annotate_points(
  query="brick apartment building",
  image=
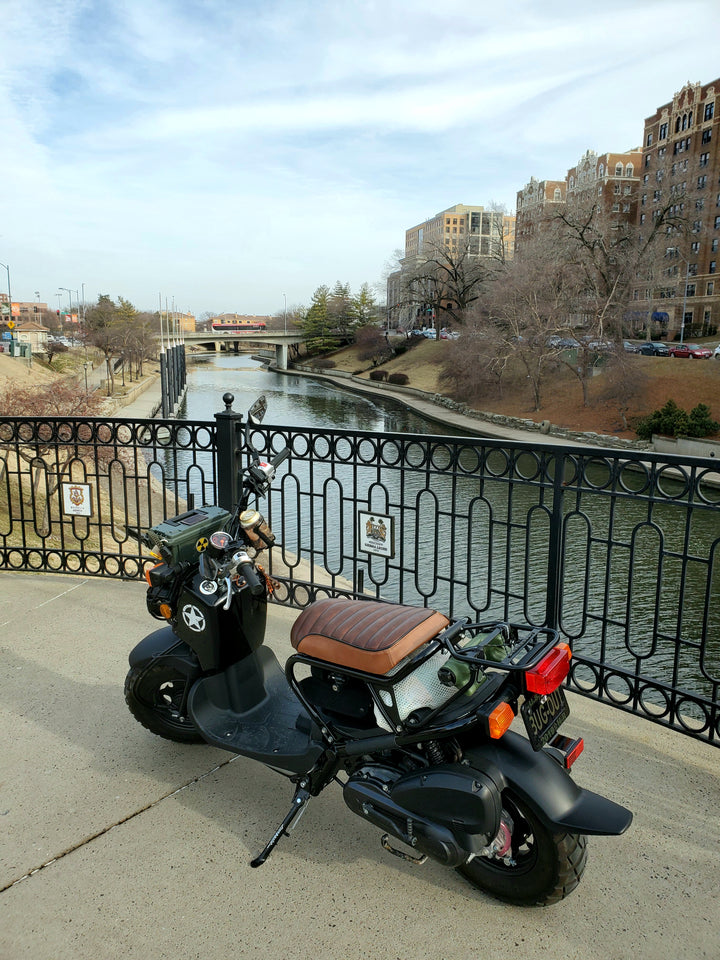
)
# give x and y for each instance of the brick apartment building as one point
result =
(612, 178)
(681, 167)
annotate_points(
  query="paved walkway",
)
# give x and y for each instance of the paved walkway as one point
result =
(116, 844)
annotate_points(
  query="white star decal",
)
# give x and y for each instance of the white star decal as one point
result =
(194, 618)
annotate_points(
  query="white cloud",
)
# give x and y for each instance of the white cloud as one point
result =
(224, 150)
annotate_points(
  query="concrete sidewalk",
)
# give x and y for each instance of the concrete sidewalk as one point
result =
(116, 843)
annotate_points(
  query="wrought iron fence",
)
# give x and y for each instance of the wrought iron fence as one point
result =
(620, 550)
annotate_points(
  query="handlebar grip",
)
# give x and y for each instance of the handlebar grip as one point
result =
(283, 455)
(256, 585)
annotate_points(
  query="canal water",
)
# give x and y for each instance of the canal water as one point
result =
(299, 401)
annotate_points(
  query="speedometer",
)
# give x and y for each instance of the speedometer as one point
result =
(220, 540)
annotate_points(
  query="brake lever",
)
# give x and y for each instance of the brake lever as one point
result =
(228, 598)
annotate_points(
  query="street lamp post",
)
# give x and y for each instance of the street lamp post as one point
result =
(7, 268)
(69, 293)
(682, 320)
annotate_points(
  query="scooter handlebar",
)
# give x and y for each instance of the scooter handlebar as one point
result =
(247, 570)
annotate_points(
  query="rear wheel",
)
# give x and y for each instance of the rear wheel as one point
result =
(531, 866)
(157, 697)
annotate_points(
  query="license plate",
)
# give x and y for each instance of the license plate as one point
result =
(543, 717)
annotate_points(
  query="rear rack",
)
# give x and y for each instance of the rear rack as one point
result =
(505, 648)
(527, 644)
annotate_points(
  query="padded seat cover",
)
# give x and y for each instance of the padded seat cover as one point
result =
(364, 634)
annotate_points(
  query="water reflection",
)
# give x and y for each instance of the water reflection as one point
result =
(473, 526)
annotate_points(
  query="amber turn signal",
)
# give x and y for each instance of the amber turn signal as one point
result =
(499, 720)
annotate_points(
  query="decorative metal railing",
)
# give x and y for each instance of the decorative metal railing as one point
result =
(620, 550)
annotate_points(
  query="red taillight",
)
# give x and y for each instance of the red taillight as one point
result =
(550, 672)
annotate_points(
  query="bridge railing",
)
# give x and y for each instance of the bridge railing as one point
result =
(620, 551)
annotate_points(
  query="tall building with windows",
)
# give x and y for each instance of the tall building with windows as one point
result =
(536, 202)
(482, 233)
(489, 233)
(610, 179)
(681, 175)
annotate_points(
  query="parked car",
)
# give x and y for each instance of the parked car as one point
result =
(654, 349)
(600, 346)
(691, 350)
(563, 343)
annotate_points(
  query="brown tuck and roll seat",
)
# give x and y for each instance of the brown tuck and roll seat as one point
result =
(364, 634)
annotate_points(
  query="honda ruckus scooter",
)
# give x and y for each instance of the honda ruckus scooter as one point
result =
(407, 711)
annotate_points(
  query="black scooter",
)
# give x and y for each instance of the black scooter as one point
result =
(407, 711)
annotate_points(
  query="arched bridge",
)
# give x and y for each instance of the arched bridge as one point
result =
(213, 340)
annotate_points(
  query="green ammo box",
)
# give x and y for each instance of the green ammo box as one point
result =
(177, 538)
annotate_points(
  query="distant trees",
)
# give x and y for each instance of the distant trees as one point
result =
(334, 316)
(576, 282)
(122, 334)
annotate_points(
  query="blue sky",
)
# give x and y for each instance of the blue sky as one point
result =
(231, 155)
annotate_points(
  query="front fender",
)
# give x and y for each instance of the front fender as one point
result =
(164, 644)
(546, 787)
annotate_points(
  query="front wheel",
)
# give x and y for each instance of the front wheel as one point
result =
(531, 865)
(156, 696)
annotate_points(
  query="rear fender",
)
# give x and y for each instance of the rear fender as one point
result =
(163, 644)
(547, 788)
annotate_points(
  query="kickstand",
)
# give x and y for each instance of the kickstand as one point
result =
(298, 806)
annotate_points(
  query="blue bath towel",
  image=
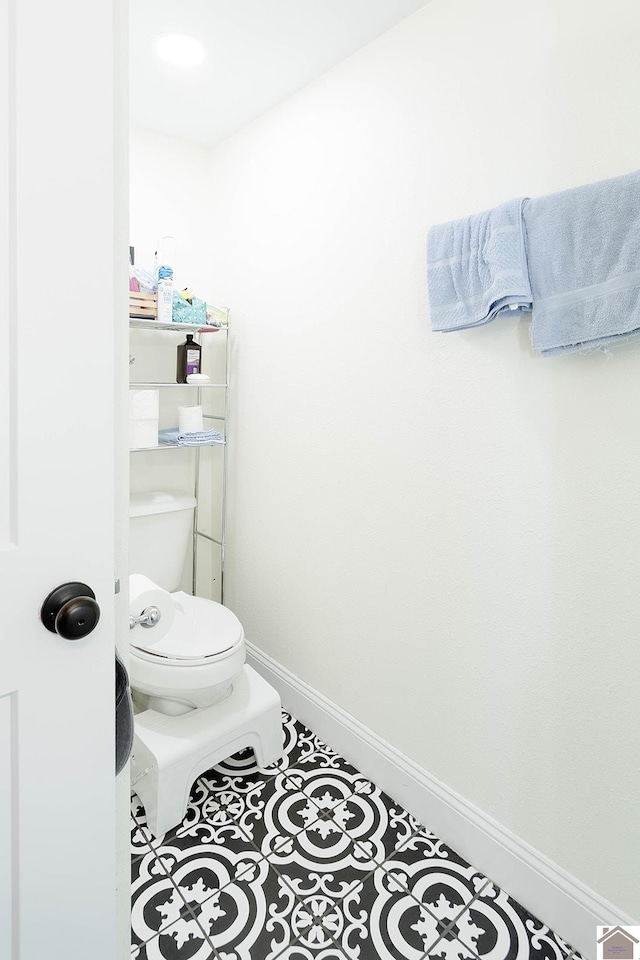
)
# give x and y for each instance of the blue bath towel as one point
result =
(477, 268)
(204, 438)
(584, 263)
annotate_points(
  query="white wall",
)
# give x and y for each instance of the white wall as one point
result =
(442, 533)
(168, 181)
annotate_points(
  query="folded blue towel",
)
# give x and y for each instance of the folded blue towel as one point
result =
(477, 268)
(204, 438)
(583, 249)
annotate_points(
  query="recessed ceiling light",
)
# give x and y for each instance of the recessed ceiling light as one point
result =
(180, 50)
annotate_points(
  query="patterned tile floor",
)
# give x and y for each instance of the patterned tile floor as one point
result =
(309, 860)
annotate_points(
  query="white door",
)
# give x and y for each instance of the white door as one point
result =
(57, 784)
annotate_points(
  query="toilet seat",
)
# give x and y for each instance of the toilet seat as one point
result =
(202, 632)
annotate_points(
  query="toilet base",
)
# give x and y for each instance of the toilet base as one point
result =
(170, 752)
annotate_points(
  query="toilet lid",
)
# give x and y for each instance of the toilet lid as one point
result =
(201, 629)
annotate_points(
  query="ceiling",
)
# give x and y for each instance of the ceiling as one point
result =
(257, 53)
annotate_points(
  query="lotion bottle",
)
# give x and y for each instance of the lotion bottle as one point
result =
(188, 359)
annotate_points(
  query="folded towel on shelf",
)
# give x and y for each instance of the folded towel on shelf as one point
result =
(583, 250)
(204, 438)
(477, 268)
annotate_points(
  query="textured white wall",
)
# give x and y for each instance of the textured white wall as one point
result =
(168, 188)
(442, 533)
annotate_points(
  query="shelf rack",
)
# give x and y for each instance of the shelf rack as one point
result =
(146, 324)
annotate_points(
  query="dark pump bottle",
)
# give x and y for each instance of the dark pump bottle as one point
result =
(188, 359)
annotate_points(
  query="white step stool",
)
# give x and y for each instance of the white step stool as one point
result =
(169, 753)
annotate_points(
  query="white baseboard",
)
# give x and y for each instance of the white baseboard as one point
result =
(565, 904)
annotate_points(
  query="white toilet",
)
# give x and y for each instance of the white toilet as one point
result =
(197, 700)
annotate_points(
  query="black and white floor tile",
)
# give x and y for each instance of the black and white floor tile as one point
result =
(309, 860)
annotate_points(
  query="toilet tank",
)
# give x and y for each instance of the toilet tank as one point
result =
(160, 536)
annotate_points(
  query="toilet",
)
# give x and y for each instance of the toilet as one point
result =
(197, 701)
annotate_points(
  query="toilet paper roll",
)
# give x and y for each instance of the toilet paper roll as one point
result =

→ TASK DESCRIPTION
Please reproduce each entry exactly as given and omit the pictures.

→ WRITTEN RESPONSE
annotate_points(
  query="brick apartment building",
  image=
)
# give x and y for each instance of the brick apartment building as one point
result =
(612, 178)
(681, 167)
annotate_points(
  query="paved walkway",
)
# give x and y for each instance of the paved walkway as one point
result =
(116, 844)
annotate_points(
  query="white star decal",
)
# give x and y for each instance of the white star decal as one point
result =
(194, 618)
annotate_points(
  query="white cloud",
)
# give x and y for each instance of the white cloud as one point
result =
(224, 150)
annotate_points(
  query="concrete sidewalk",
)
# give x and y for each instance of the concrete sidewalk as one point
result =
(116, 843)
annotate_points(
  query="wrought iron fence",
)
# give x and y for each instance of the wrought iron fence as one point
result =
(620, 550)
annotate_points(
  query="handlebar grip",
)
# give x and y for each instance of the handlebar grip as one point
result =
(283, 455)
(256, 585)
annotate_points(
  query="canal water",
)
# give x and y for each instance of the canal water as one point
result =
(299, 401)
annotate_points(
  query="speedometer",
)
# give x and y for each instance of the speedometer as one point
result =
(220, 540)
annotate_points(
  query="brake lever",
)
# give x and y for each instance of the brake lever as one point
result =
(228, 598)
annotate_points(
  query="street lamp post",
)
# give x and y for each instance of the street lamp post as one point
result =
(7, 268)
(69, 293)
(682, 320)
annotate_points(
  query="scooter handlebar",
)
# give x and y for each instance of the scooter handlebar as one point
result =
(247, 570)
annotate_points(
  query="rear wheel",
)
# give x and y for each instance of the rear wheel as one point
result =
(531, 866)
(157, 697)
annotate_points(
  query="license plate",
)
# give x and y for each instance of the license plate as one point
result =
(543, 717)
annotate_points(
  query="rear rack",
)
# give x and y for each instance of the rear rack as one point
result =
(505, 648)
(527, 644)
annotate_points(
  query="padded seat cover",
)
# give x and y for each instance of the padded seat cover as one point
result =
(364, 634)
annotate_points(
  query="water reflection",
)
# give x and y for each instance of the water reflection as one point
result =
(473, 526)
annotate_points(
  query="amber turn signal",
)
# give x and y for each instance of the amber turn signal as one point
result =
(499, 720)
annotate_points(
  query="decorative metal railing",
)
# give x and y for each instance of the decorative metal railing as one point
result =
(620, 550)
annotate_points(
  query="red taillight",
)
# give x and y for each instance of the red taillight as one point
result =
(550, 672)
annotate_points(
  query="bridge railing",
)
# give x and y for each instance of the bridge railing as one point
result =
(620, 551)
annotate_points(
  query="tall building with windows",
)
# give x and y for each instance of the tall building with windows as one point
result =
(536, 202)
(482, 233)
(489, 233)
(610, 179)
(681, 175)
annotate_points(
  query="parked car",
)
# give x and y for each instance of the parked car as one point
result =
(654, 349)
(600, 346)
(691, 350)
(563, 343)
annotate_points(
  query="brown tuck and roll seat",
)
# give x and y for each instance of the brown tuck and roll seat as one point
result =
(364, 634)
annotate_points(
  query="honda ruckus scooter",
)
# give x and y for each instance of the honda ruckus scooter as one point
result =
(407, 711)
annotate_points(
  query="black scooter",
)
# give x and y for each instance of the black scooter as one point
result =
(407, 711)
annotate_points(
  query="arched bridge",
)
# give x and y for each instance of the arched bridge as one point
result =
(213, 340)
annotate_points(
  query="green ammo box",
)
# give x and y for each instance of the green ammo box as one point
result =
(177, 538)
annotate_points(
  query="distant trees",
)
# give x and y for each instance of the distant trees as one point
result =
(334, 316)
(576, 282)
(122, 334)
annotate_points(
  query="blue sky",
)
# give x and y for each instance of the blue sky as one point
result =
(231, 155)
annotate_points(
  query="front fender",
)
# give x and y for each instance of the front fender as one point
result =
(164, 644)
(546, 787)
annotate_points(
  query="front wheel",
)
# give x and y for each instance of the front wheel as one point
result =
(531, 865)
(156, 696)
annotate_points(
  query="rear fender",
)
# give x and y for each instance of the rear fender as one point
result =
(163, 644)
(547, 788)
annotate_points(
  query="kickstand",
)
# give x and y for each instance of the kickstand as one point
result =
(298, 806)
annotate_points(
  query="blue bath towel",
  image=
)
# give x and y for each instance of the blue bath towel as one point
result =
(477, 268)
(204, 438)
(584, 263)
annotate_points(
  query="white wall",
)
# give x and y for each instance of the white wall as one point
result =
(442, 533)
(168, 181)
annotate_points(
  query="folded blue towel",
)
# give x and y for each instance of the folded blue towel as one point
result =
(477, 268)
(204, 438)
(583, 249)
annotate_points(
  query="recessed ceiling light",
)
# give x and y for each instance of the recessed ceiling light as one point
result =
(180, 50)
annotate_points(
  query="patterned tile floor",
)
# give x and y for each instance of the patterned tile floor as one point
result =
(309, 860)
annotate_points(
  query="white door",
)
# give x and y for each instance of the white door as one point
result =
(57, 784)
annotate_points(
  query="toilet seat",
)
# give x and y for each instance of the toilet seat as one point
result =
(202, 632)
annotate_points(
  query="toilet base",
)
# give x and y for each instance of the toilet base as one point
result =
(170, 752)
annotate_points(
  query="toilet lid",
)
# give x and y for each instance of the toilet lid as one point
result =
(201, 629)
annotate_points(
  query="ceiling",
)
# give x and y for each instance of the ceiling as one point
result =
(257, 53)
annotate_points(
  query="lotion bottle",
)
# give x and y for each instance of the lotion bottle as one point
result =
(188, 359)
annotate_points(
  query="folded towel on shelf",
)
# give x and y for each instance of the folded towel on shelf as one point
result =
(583, 250)
(204, 438)
(477, 268)
annotate_points(
  query="textured white wall",
)
# give x and y for each instance of the textured white wall as one point
result =
(168, 188)
(442, 533)
annotate_points(
  query="shelf rack",
)
# give x and y for each instance of the shelf rack as one point
result =
(146, 324)
annotate_points(
  query="dark pump bottle",
)
# give x and y for each instance of the dark pump bottle as one point
result =
(188, 359)
annotate_points(
  query="white step stool",
)
# give x and y for each instance of the white step stool as one point
result =
(169, 753)
annotate_points(
  query="white baseboard",
)
# give x and y for each instance of the white baseboard as one point
result =
(565, 904)
annotate_points(
  query="white toilet",
)
# give x and y for each instance of the white toilet as one point
result =
(197, 700)
annotate_points(
  query="black and white floor tile",
)
# give x and y for each instance of the black and white floor tile as one point
result =
(309, 860)
annotate_points(
  query="toilet tank",
)
# give x and y for each instance of the toilet tank as one point
result =
(160, 536)
annotate_points(
  query="toilet",
)
# give x and y for each instance of the toilet as one point
result =
(197, 701)
annotate_points(
  query="toilet paper roll",
)
# give x and y for each instance of the toilet paper roll as one point
result =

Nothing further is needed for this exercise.